- Fragmento de página -
·····
Claretta era bella. Su historia de amor fue trágica. Como el suyo se trató de un amor incondicional, obsesionado y ciego, su figura pertenece a todos los amantes y su memoria debe inscribirse en el libro divino de las locuras.
Era la enamorada de Benito Mussolini, el dictador de Italia. Y lo peor para ella fue la derrota del Duce, a la que fue arrastrada Italia y ella, las dos grandes pasiones del romañolo.
En 1950 fue descubierto su diario enterrado en el jardín de la mansión de la condesa Rina Cervis en Gardone, Brescia. La propia Claretta se lo entregó el 18 de abril de 1945, antes de seguir la fuga hacia su destino, es decir, acompañar al Duce hasta la muerte diez días después.
El gobierno italiano confiscaría todos los cuadernos profusamente escritos y los cuales abarcan de 1932 a 1945. E impuso una severa censura. Apenas se ha permitido la publicación del diario —pero sólo hasta 1938—, gracias a la perseverancia de Ferdinando Petacci, sobrino de la autora, quien no duda en afirmar que su tía era una espía británica lo cual le daría un interés especial a su historia y a los cuadernos concernientes al periodo de la guerra, embargados aún por las autoridades.
El diario de Claretta es la descripción de un amor y también el retrato íntimo de un personaje histórico, quien todavía ahora tiene en Italia partidarios y nostálgicos. En los pueblos, sin duda, a veces hay quienes se enamoran de sus tragedias.
Pascal decía que la ambición y el amor son las dos pasiones fundamentales entre las que oscila la perdición y la felicidad del hombre. La locura del Duce era su ambición, la de Claretta, su amor.
Se conocieron en una carretera cuando Mussolini se había desprendido de sus guardias al frente de su Masserati y un carro se le emparejó con una muchacha a bordo que, entusiasta, lo saludaba a gritos. El Duce se detuvo y ella también, una admiradora más ante el ídolo. Así se iniciaría una historia de amor y muerte.
Mussolini amaba el placer de las mujeres. Como revolucionario y dictador las tuvo a pasto. Era un seductor implacable. Pero pocas mujeres tuvieron verdadera importancia en su vida: una amiga de Lenin, Angelina Balabnova, quien lo guiaría en sus lecturas subversivas; Margarita Sarfatti, una judía muy rica, la cual contribuiría a refinar al tosco hijo de un herrero; Raquel Guidi, su esposa, fiel y discreta, su contacto permanente con lo popular; y Claretta, su confidente apasionada.
·····
- Material proporcionado -
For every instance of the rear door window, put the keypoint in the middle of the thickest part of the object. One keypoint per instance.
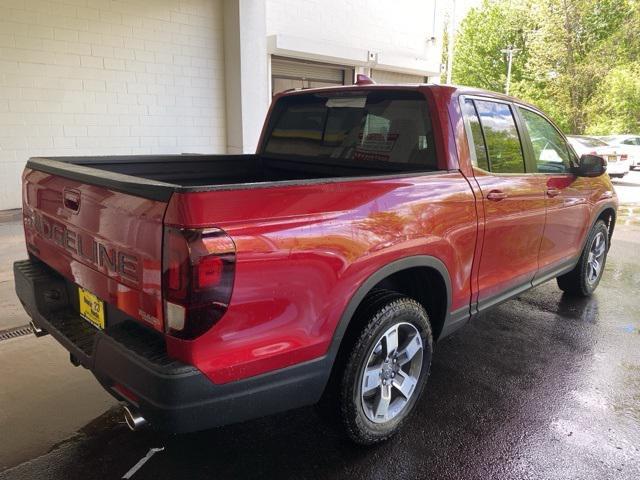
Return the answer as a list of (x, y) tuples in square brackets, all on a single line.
[(362, 128), (550, 151), (479, 151), (501, 137)]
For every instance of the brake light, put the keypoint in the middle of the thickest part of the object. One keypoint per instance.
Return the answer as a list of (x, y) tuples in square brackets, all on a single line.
[(198, 272)]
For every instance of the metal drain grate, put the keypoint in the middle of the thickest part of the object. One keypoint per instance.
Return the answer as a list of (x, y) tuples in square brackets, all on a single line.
[(15, 332)]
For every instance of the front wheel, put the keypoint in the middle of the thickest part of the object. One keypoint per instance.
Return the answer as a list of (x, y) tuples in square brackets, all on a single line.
[(386, 370), (585, 277)]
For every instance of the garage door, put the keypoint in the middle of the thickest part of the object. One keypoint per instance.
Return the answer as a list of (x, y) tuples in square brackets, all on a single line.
[(382, 76), (287, 73)]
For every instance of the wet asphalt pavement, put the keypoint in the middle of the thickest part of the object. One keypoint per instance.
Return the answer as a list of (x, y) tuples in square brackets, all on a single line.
[(542, 387)]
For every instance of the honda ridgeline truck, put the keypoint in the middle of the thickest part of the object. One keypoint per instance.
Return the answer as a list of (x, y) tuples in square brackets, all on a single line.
[(373, 221)]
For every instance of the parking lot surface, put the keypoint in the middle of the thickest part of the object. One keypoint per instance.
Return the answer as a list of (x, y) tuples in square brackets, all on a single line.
[(543, 386)]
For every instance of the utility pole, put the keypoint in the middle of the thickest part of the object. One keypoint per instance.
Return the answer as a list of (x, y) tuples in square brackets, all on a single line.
[(510, 51), (450, 39)]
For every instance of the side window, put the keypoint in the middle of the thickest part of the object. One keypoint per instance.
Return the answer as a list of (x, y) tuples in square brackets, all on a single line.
[(550, 151), (501, 137), (475, 131)]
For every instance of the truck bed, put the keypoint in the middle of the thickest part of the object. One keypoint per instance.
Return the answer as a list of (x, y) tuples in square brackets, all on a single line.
[(158, 176)]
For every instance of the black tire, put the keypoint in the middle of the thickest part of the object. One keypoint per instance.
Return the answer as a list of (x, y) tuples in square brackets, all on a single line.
[(381, 312), (576, 282)]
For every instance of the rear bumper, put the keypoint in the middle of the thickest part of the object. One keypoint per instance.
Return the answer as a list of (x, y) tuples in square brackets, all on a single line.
[(172, 396)]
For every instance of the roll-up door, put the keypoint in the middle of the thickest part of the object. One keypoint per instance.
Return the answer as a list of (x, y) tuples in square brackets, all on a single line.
[(286, 74), (382, 76)]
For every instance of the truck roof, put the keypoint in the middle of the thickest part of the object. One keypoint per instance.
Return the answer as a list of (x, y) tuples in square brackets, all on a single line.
[(436, 88)]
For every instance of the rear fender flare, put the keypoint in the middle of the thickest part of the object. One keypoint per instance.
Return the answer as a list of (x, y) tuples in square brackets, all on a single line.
[(377, 277)]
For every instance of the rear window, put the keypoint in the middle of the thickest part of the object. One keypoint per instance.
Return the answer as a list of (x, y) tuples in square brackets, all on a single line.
[(362, 128)]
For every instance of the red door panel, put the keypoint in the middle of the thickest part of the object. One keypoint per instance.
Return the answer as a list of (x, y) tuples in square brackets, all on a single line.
[(567, 221), (514, 207)]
·····
- Consigna 1 -
Responde, a partir del texto sobre Claretta y Mussolini:
(a) ¿En qué año se descubrió el diario de Claretta y dónde estaba enterrado?
(b) ¿Qué años abarcan los cuadernos que confiscó el gobierno italiano?
(c) ¿Cuáles son, según Pascal, las dos pasiones fundamentales del hombre?
- Consigna 2 -
Prosigue el texto sobre Claretta y Mussolini a partir de su última oración.

- Espacio de respuesta 1 -
(a) En 1950, en el jardín de la mansión de la condesa Rina Cervis en Gardone, Brescia.
(b) De 1932 a 1945.
(c) La ambición y el amor.

- Espacio de respuesta 2 -
Al final de la guerra, en Milán, Mussolini se entera que los alemanes han negociado por su cuenta con la Resistencia traicionando a los fascistas republicanos. Son días llenos de confusión, desesperados, tumultuosos. Con un grupo de los suyos emprende el camino hacia un reducto de las montañas. Una noche, a la espera de las brigadas negras comandadas por el poeta Alessandro Pavolini, todo se decide bajo la lluvia primaveral.
Pavolini llega con 12 hombres. Cae la lluvia y el dictador, melancólico, sabe que está solo. Con su columna emprende la huida a Suiza, donde de joven había sido albañil. Con ellos va, perfumada, elegante, Claretta Petacci.
Todo es vertiginoso al final. A Mussolini lo descubren en un carro alemán, cubierto con un capote intentando pasar a Suiza. Lo toman prisionero los partisanos. Horas después se presenta Claretta, ruega y llora, pide que le permitan acompañarlo. Los partisanos ceden, quizás sobornados por sus joyas. Están juntos sus últimos dos días. “¿Es lo que querías, Benito?”. Él calla.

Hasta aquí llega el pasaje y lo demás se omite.